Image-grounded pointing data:
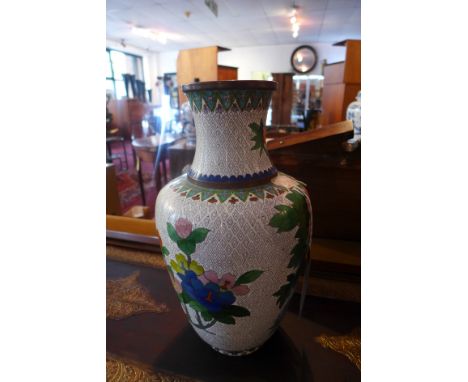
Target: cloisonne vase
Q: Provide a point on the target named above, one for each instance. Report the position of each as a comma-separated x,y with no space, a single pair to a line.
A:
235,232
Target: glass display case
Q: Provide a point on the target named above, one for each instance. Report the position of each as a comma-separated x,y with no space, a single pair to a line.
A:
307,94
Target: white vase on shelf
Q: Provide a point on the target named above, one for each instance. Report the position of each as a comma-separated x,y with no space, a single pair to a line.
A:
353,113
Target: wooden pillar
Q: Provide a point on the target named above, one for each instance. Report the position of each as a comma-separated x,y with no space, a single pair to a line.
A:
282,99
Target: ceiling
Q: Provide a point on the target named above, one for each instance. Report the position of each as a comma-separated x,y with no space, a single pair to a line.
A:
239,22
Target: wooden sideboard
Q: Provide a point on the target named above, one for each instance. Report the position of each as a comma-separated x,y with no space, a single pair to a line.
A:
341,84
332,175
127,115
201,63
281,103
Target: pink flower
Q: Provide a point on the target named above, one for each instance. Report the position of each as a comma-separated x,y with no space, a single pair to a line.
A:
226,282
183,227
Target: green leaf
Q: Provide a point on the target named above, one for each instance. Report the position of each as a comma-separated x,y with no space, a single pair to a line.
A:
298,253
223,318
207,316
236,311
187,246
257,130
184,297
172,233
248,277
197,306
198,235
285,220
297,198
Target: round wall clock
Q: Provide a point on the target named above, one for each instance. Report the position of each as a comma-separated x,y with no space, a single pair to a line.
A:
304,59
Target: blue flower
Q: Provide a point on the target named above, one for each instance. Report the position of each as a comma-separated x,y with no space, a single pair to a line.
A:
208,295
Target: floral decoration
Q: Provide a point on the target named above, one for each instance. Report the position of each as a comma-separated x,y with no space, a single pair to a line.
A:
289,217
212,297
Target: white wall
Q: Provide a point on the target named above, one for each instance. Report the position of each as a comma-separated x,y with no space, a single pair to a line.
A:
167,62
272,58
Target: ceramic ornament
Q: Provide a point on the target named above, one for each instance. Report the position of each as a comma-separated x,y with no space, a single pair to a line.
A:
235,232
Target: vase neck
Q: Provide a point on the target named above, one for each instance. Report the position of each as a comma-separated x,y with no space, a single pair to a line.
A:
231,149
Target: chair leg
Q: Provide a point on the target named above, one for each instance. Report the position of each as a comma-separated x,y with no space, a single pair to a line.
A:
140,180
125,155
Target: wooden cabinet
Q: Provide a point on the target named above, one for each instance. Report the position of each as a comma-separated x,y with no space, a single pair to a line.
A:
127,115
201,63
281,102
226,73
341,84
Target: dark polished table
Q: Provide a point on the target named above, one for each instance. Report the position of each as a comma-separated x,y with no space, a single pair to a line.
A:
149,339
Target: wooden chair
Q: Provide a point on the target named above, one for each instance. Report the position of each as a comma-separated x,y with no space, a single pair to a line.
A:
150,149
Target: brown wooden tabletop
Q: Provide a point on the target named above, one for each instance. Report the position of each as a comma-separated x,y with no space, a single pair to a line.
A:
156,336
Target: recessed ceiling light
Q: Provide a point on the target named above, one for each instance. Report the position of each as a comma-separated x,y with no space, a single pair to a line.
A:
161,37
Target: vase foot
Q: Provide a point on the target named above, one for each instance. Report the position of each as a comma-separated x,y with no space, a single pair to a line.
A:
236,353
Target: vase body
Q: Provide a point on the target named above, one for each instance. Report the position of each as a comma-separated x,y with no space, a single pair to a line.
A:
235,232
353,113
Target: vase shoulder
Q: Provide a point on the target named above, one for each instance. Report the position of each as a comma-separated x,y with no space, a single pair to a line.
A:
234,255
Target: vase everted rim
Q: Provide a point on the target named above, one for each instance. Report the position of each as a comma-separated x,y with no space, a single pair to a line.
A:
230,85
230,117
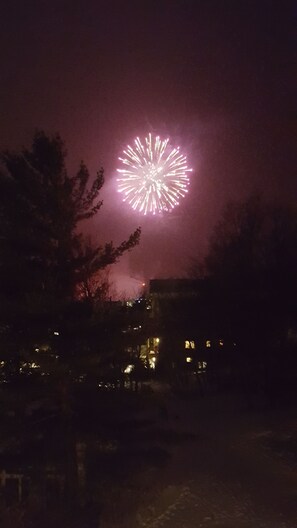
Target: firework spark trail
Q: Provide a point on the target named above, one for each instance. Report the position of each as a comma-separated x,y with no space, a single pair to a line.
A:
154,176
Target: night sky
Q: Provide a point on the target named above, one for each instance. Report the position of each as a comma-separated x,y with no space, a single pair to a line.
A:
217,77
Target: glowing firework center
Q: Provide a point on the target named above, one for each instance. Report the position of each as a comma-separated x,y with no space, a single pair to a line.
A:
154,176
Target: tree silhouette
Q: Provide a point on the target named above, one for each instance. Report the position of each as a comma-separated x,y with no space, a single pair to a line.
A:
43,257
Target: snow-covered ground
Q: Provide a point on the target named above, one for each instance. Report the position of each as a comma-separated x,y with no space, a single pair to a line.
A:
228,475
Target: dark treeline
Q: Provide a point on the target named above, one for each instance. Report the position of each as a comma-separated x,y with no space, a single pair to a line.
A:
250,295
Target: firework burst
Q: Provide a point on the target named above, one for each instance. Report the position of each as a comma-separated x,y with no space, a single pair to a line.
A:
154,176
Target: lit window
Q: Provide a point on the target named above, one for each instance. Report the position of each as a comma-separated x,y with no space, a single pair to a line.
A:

--

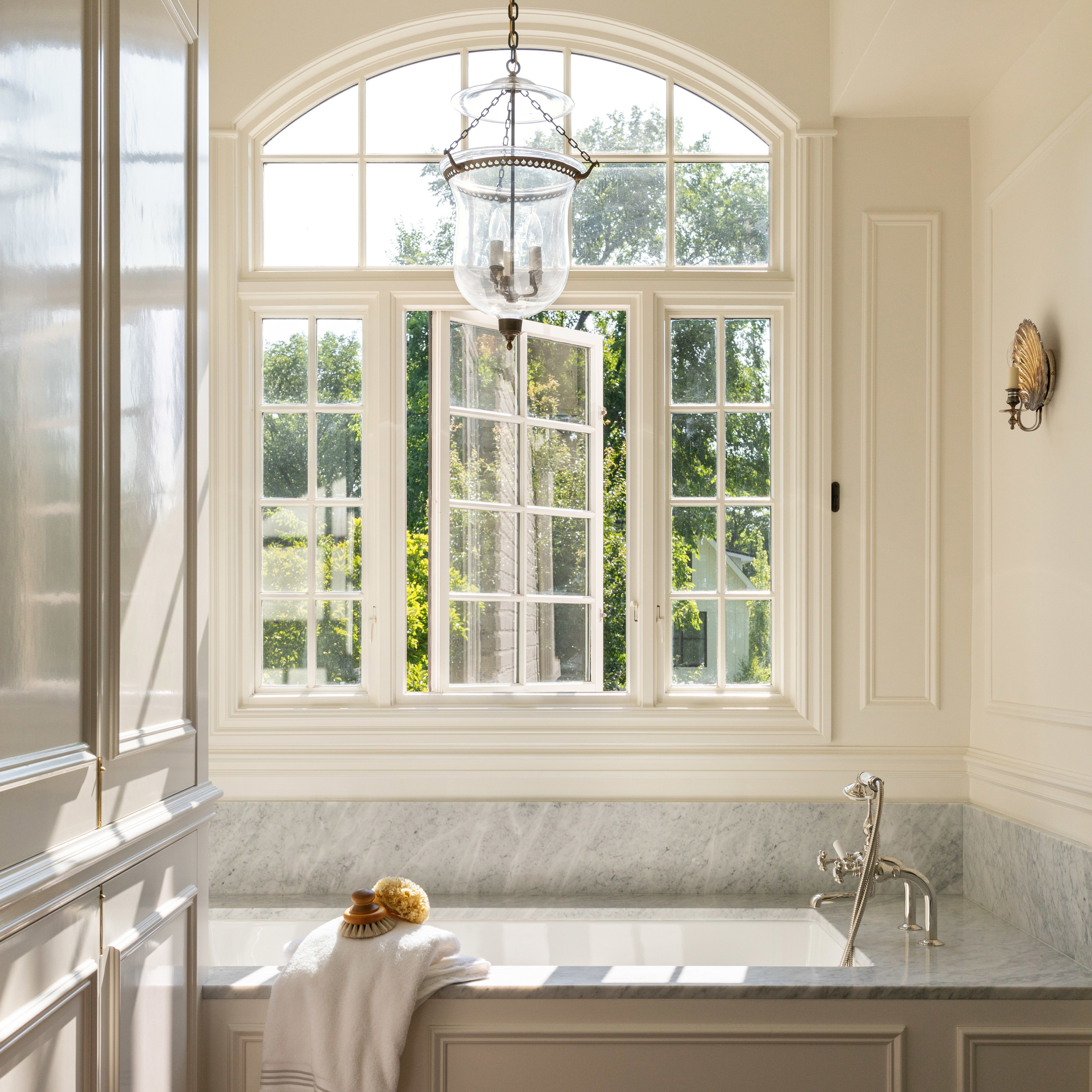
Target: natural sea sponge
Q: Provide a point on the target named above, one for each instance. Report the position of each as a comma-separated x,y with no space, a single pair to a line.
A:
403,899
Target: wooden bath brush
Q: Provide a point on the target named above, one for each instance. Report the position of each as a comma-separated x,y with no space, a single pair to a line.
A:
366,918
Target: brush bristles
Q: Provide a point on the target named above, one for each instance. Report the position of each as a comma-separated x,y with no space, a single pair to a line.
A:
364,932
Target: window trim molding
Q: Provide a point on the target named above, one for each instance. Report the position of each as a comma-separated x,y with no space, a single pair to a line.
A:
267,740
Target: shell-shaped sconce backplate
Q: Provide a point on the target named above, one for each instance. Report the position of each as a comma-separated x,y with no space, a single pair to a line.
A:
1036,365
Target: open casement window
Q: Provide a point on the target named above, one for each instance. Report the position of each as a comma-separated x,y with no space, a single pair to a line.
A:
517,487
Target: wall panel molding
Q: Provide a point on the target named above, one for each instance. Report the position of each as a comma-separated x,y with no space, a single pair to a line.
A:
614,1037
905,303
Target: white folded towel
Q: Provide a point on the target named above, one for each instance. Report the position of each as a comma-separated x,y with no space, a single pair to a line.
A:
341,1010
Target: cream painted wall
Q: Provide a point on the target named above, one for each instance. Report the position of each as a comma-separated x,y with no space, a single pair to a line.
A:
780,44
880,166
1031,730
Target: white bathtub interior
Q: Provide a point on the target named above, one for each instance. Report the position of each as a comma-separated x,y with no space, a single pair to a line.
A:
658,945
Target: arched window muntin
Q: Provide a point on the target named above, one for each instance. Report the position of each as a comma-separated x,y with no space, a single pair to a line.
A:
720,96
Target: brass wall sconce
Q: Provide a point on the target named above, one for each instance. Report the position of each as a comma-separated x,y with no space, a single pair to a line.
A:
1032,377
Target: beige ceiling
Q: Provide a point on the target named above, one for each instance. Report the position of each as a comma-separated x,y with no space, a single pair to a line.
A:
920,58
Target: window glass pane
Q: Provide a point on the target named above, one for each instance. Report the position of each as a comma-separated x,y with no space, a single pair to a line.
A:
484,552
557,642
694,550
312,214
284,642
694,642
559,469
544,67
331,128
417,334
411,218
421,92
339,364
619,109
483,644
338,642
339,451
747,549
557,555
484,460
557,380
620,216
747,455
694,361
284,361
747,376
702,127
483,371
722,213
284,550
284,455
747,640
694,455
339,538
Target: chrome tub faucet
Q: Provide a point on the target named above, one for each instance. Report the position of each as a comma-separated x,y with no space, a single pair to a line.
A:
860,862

What needs to be done: Starting at the line above that holds "Target: chair leg" and ending at the line that holds "Target: vase foot", transcribe each line exactly and include no other lines.

Task solution:
Target: chair leg
Q: Provide a point on the target named above, one for each instance. Report the position of each as a comma-separated x,y with no space, a single pair to a line.
A:
140,180
125,155
Target: wooden cabinet
Q: Provide a point on the target named above, one for each instance. Report the position of each as a comma-separated x,y with no space, a single pair to a line.
A:
127,115
201,63
281,102
226,73
341,84
Target: dark polished table
Q: Provide a point on the target named above, one for each instance. Report the position of each as a comma-separated x,y with no space, a single pair to a line.
A:
149,339
Target: wooden chair
Q: Provide a point on the target named above, one for each instance. Report the position of each as a comma-separated x,y with no space, a single pair to a line.
A:
150,149
Target: brown wooden tabletop
Q: Provide a point on the target named above, one for each instance. Report the position of each as a comma-separated x,y with no space, a single pair to a line.
A:
156,336
Target: recessed ceiling light
Q: Provide a point on the target named above, one for each instance. Report the position of each as a comma-separated x,y with no space, a single pair to a line.
A:
161,37
Target: vase foot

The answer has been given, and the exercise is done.